▸ **Source text**:
In late April, Corinthian Colleges, administrator of the Everest College, WyoTech and Heald College campuses, abruptly closed its California sites, leaving more than 10,000 students out in the cold.
As described by Chris Kirkham, most of the students engaged in Corinthian’s vocational classes find themselves with no clear path to training completion. The federal government will lose at least millions of dollars of government-insured education grants.
A narrative quickly formed in the media that placed the blame for the Corinthian debacle on greed and weak government regulation. Corinthian, it was said, was allowed to get away with predatory marketing to low income students, benefiting from the federal government’s disinterest in the high student default rates. No surprise, an op-ed by a senior official at the New America Foundation took a partisan angle blaming George Bush, and the Bush Administration policies of deregulation.
In fact, weak regulation did play a role; though the failure was at least as great in the Obama Department of Education as the Bush Department. Both were co-opted for years by the industry lobbyists. The only heroes in the Corinthian debacle have been the attorneys at the California Attorney General’s office who refused to turn a blind eye to Corinthian’s faux education schemes.
But the true meaning of Corinthian Colleges goes beyond the lax government regulation. Corinthian Colleges existed at root because it responded to an educational demand that the public higher education system in California did not, and still does not. It provided career technical education to students through the still-conventional career technical programs at California community colleges.
Heald Colleges, for example, was able to offer degree and certificate programs in medical billing, dental assistant, pharmacy technician, network administrator that students could enter at flexible times, that pivoted with the changing labor markets, that were clearly taught to industry demand.
The 112 California community college campuses differ widely in the quality of their career technical education. But most still move slowly, have waiting lists for classes, do not have much flexibility on when students can enroll, are not able to provide much individual attention.

▸ **Requirement**: Rewrite the Corinthian Colleges text between "In late April, Corinthian" and "government-insured education grants.", inclusive, and swap each "students" for "learners".

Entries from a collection
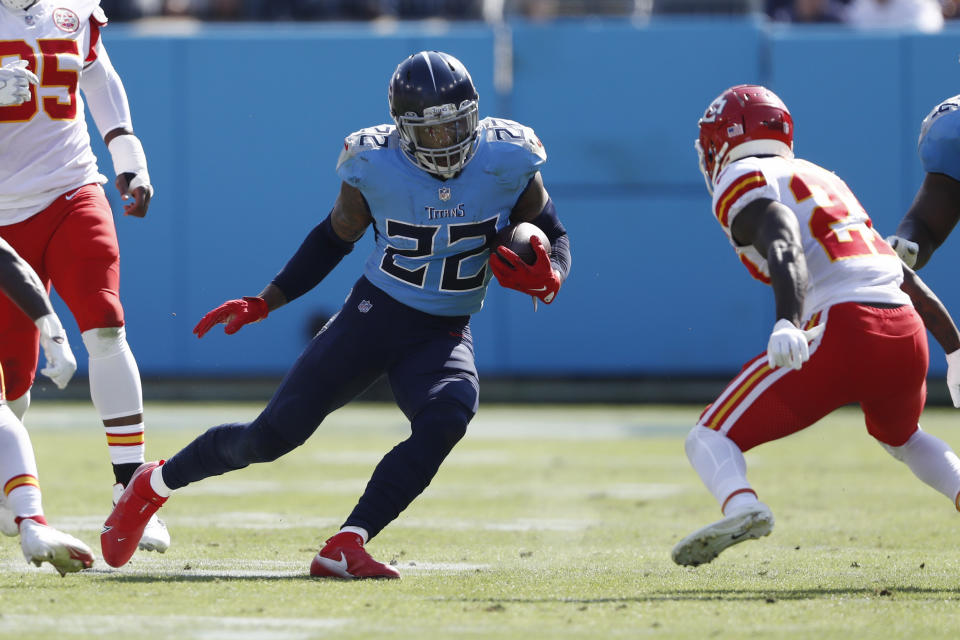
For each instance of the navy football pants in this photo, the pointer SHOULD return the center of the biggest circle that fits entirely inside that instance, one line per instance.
(430, 364)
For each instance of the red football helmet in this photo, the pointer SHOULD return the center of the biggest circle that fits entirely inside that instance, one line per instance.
(745, 120)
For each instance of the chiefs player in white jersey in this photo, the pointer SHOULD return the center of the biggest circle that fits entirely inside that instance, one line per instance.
(54, 213)
(18, 467)
(850, 322)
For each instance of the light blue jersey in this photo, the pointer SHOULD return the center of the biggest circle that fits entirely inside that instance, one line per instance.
(432, 235)
(939, 145)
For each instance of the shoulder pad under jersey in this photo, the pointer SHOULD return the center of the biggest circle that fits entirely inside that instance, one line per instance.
(500, 130)
(369, 139)
(740, 183)
(85, 10)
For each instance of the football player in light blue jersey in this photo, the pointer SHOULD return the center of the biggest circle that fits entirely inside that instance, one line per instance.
(936, 207)
(436, 186)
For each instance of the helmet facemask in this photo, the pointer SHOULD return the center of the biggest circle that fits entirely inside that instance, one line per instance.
(442, 140)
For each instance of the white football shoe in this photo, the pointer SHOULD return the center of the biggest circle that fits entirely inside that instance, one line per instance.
(703, 545)
(155, 536)
(8, 522)
(41, 543)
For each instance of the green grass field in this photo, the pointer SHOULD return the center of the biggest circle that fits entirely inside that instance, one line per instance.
(545, 522)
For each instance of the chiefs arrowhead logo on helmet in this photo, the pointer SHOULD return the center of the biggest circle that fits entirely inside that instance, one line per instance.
(745, 120)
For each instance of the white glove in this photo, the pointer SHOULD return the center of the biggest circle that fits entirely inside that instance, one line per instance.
(60, 361)
(953, 377)
(789, 346)
(906, 249)
(15, 81)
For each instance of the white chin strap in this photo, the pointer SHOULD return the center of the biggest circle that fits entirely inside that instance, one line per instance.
(18, 5)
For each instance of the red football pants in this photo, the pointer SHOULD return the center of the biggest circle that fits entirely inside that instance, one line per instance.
(876, 358)
(73, 245)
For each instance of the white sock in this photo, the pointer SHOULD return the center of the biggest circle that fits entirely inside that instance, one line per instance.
(18, 467)
(360, 531)
(158, 485)
(720, 465)
(933, 461)
(116, 392)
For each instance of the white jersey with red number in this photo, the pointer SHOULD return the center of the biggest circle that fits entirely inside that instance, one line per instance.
(45, 144)
(847, 260)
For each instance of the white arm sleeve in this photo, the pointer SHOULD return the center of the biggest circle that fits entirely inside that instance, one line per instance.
(105, 95)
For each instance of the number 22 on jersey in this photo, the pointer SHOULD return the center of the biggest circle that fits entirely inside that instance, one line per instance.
(50, 74)
(838, 221)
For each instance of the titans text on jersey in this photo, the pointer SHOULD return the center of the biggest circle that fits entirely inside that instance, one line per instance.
(431, 254)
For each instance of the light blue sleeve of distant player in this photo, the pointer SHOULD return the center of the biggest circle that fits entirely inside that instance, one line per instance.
(939, 145)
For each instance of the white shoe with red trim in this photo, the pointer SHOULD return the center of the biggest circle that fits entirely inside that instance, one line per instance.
(703, 545)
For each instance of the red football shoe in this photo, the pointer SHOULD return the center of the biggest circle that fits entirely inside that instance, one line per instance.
(343, 556)
(124, 527)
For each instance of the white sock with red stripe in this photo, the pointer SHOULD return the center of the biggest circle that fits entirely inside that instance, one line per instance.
(933, 461)
(18, 467)
(116, 392)
(721, 466)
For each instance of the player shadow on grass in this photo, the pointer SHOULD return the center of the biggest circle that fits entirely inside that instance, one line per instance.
(187, 577)
(764, 595)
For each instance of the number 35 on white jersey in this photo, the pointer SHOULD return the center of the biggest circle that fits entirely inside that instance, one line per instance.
(46, 146)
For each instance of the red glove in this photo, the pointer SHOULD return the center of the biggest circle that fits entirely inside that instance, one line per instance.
(537, 279)
(235, 313)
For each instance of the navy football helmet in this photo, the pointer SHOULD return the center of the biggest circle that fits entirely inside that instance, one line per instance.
(434, 104)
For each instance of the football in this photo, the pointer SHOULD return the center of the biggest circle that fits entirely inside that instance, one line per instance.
(516, 237)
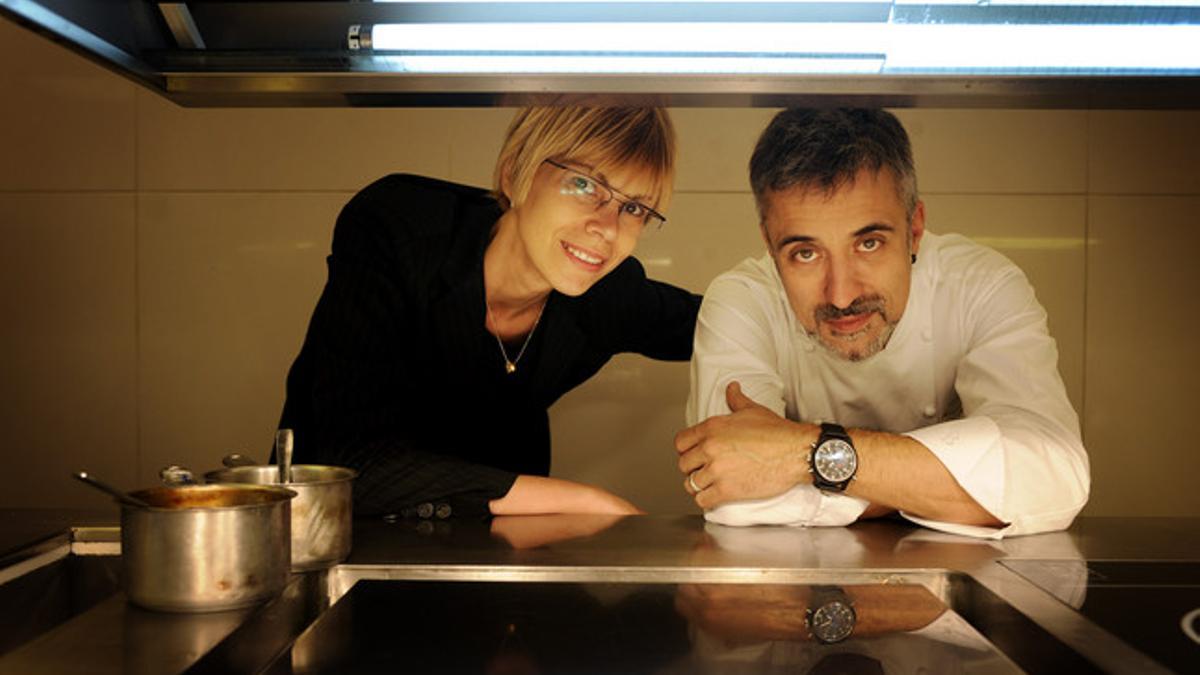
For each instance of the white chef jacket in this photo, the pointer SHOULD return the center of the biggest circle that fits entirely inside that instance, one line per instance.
(971, 372)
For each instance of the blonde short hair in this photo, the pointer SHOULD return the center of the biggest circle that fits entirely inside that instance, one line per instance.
(606, 138)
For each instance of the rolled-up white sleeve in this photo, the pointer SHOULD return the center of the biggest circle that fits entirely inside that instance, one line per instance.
(735, 341)
(1018, 449)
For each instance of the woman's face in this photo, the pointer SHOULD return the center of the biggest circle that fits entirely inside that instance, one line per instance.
(579, 222)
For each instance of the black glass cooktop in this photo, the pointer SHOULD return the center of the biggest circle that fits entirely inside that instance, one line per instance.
(1153, 605)
(437, 627)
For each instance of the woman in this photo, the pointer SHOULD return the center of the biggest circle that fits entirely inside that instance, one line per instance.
(454, 317)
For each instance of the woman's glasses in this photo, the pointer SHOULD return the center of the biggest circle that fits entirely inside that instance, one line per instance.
(597, 193)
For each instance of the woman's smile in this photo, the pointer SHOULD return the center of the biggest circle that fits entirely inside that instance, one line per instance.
(583, 257)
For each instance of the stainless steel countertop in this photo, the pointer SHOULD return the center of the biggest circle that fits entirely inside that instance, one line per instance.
(111, 635)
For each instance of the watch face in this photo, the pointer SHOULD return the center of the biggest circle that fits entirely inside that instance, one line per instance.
(833, 622)
(835, 460)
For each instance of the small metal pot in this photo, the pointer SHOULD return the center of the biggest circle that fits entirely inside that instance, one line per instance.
(321, 513)
(205, 548)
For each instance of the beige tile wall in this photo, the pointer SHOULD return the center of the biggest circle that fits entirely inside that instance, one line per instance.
(159, 267)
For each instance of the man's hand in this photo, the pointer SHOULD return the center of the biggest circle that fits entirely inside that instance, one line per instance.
(750, 453)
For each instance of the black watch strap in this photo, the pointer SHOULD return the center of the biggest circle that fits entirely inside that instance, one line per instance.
(833, 430)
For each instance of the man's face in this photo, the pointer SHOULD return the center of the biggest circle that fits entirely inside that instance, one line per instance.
(845, 260)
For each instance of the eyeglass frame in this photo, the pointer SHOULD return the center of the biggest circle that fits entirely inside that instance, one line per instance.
(613, 195)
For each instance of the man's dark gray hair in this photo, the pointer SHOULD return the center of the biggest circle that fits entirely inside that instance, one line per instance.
(825, 149)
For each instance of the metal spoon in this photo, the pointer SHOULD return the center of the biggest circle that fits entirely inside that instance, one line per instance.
(283, 454)
(83, 476)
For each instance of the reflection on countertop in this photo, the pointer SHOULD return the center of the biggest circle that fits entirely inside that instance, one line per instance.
(715, 599)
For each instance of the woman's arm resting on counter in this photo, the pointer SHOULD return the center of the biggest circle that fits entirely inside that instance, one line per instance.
(537, 494)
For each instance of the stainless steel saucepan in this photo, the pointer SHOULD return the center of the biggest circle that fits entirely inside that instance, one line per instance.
(321, 513)
(205, 548)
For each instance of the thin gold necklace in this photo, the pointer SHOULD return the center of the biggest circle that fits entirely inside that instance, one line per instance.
(510, 366)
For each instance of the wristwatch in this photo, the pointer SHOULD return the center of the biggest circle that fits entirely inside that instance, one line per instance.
(833, 460)
(831, 615)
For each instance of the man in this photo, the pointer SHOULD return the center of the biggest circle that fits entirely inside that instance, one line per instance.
(865, 365)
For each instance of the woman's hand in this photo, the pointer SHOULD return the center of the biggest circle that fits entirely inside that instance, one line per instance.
(540, 495)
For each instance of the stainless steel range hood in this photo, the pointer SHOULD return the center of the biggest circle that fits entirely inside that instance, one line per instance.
(946, 53)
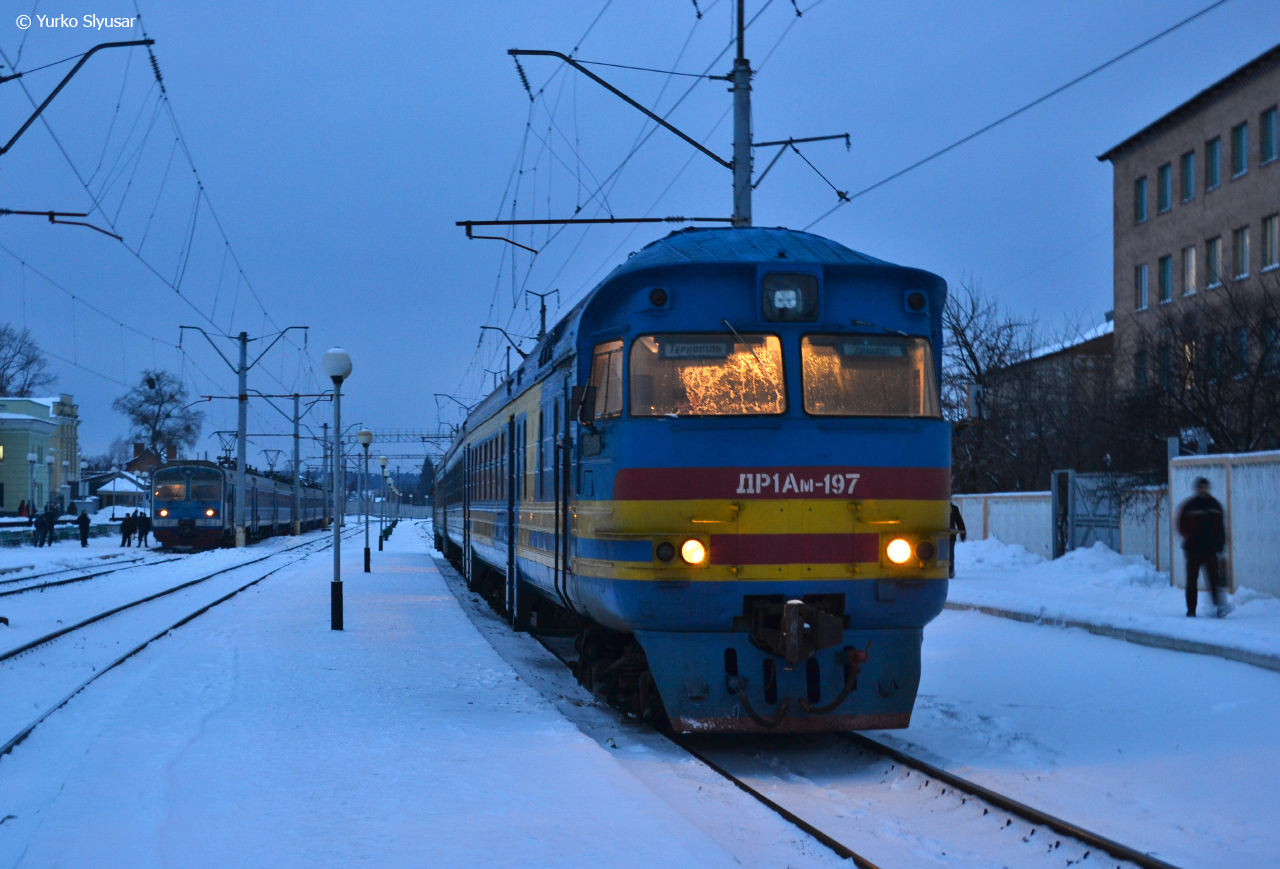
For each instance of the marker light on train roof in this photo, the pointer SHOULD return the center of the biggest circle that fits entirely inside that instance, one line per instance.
(899, 550)
(693, 552)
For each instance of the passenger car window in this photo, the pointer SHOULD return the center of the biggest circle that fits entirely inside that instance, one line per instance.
(607, 379)
(170, 485)
(868, 375)
(713, 374)
(206, 485)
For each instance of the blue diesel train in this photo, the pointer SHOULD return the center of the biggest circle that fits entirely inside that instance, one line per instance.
(193, 506)
(727, 470)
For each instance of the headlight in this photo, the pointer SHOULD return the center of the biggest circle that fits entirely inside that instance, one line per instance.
(693, 552)
(899, 550)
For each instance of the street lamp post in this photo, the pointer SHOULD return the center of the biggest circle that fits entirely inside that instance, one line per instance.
(31, 485)
(365, 437)
(382, 511)
(337, 365)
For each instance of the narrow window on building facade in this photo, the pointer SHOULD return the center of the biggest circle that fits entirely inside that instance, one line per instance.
(1239, 150)
(1271, 242)
(1243, 357)
(1139, 200)
(1188, 175)
(1212, 163)
(1270, 135)
(1240, 252)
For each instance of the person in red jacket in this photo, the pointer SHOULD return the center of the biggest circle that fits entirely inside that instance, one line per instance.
(1200, 522)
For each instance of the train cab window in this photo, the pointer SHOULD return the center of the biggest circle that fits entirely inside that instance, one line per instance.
(716, 374)
(607, 379)
(868, 375)
(206, 485)
(170, 485)
(790, 298)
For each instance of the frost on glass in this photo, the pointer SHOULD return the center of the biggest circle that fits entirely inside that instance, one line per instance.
(206, 485)
(170, 485)
(868, 375)
(707, 375)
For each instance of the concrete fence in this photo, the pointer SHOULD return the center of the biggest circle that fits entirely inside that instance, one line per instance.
(1248, 485)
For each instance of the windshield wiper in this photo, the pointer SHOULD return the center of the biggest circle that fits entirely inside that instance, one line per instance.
(876, 325)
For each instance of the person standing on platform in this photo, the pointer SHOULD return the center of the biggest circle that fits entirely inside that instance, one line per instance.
(82, 522)
(1200, 522)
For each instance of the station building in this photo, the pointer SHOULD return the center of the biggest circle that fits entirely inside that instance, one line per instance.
(1197, 201)
(46, 428)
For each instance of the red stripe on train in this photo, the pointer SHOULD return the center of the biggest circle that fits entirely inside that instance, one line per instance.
(794, 548)
(736, 483)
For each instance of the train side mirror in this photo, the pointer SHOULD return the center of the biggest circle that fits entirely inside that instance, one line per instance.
(584, 405)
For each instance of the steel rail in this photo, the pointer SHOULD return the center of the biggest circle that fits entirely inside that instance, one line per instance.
(65, 570)
(50, 637)
(1013, 806)
(41, 586)
(26, 731)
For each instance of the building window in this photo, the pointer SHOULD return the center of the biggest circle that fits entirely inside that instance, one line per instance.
(1270, 124)
(1270, 246)
(1188, 175)
(1139, 287)
(1240, 252)
(1214, 261)
(1239, 150)
(1212, 163)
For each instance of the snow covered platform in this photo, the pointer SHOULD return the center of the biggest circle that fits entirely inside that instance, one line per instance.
(257, 736)
(1114, 595)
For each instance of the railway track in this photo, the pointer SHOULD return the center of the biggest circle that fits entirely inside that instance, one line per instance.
(71, 580)
(311, 547)
(1092, 847)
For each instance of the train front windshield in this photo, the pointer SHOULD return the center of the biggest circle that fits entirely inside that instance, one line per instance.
(206, 485)
(868, 375)
(714, 374)
(170, 485)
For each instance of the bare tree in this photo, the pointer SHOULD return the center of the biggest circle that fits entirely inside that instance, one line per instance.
(23, 369)
(1212, 364)
(158, 412)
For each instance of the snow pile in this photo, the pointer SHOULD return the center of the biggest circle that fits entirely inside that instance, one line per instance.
(1097, 586)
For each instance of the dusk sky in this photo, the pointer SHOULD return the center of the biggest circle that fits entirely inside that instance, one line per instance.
(338, 143)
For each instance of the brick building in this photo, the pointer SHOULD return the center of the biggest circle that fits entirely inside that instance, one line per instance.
(1197, 201)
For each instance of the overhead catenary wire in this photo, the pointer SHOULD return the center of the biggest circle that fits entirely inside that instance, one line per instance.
(1013, 114)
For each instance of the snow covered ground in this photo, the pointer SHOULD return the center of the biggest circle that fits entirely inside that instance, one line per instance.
(1097, 586)
(257, 736)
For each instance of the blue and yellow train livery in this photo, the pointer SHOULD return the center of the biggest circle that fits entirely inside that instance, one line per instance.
(728, 470)
(193, 506)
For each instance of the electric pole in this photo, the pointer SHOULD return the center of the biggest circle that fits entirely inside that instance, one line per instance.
(741, 127)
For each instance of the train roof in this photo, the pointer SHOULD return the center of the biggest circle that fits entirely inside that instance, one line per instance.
(691, 246)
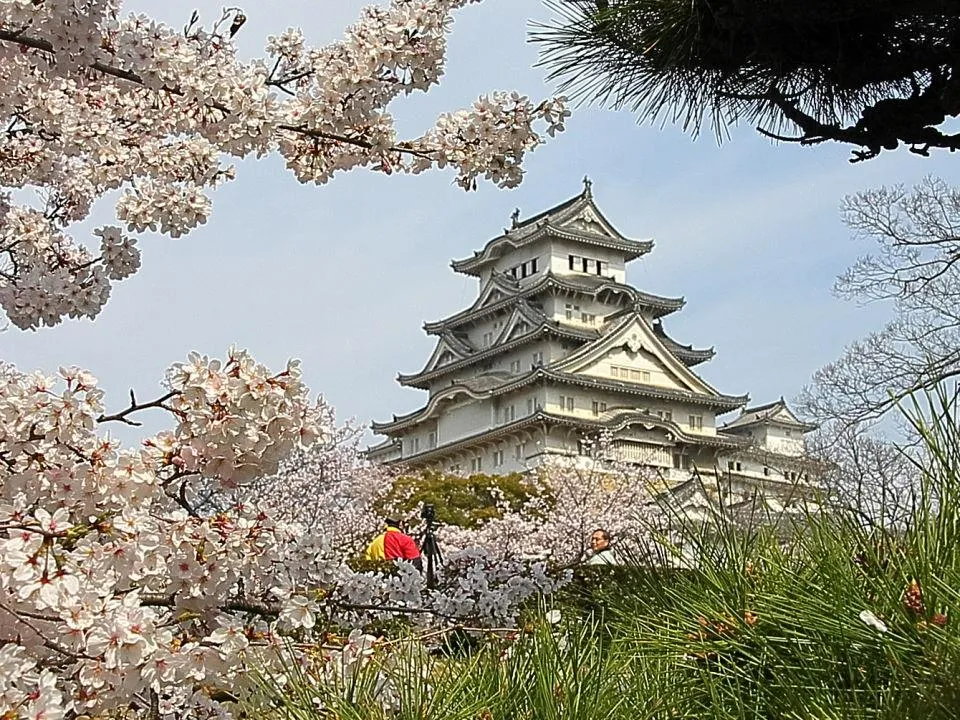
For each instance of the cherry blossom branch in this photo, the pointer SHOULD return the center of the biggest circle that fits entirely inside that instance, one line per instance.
(252, 607)
(46, 46)
(136, 407)
(47, 642)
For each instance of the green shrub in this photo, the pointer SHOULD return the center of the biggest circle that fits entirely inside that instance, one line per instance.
(461, 501)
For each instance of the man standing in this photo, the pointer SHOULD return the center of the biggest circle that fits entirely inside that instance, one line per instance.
(602, 553)
(394, 544)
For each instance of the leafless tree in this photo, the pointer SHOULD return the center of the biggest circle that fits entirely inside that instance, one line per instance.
(916, 266)
(866, 473)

▸ **Answer box**:
In late April, Corinthian Colleges, administrator of the Everest College, WyoTech and Heald College campuses, abruptly closed its California sites, leaving more than 10,000 learners out in the cold.
As described by Chris Kirkham, most of the learners engaged in Corinthian’s vocational classes find themselves with no clear path to training completion. The federal government will lose at least millions of dollars of government-insured education grants.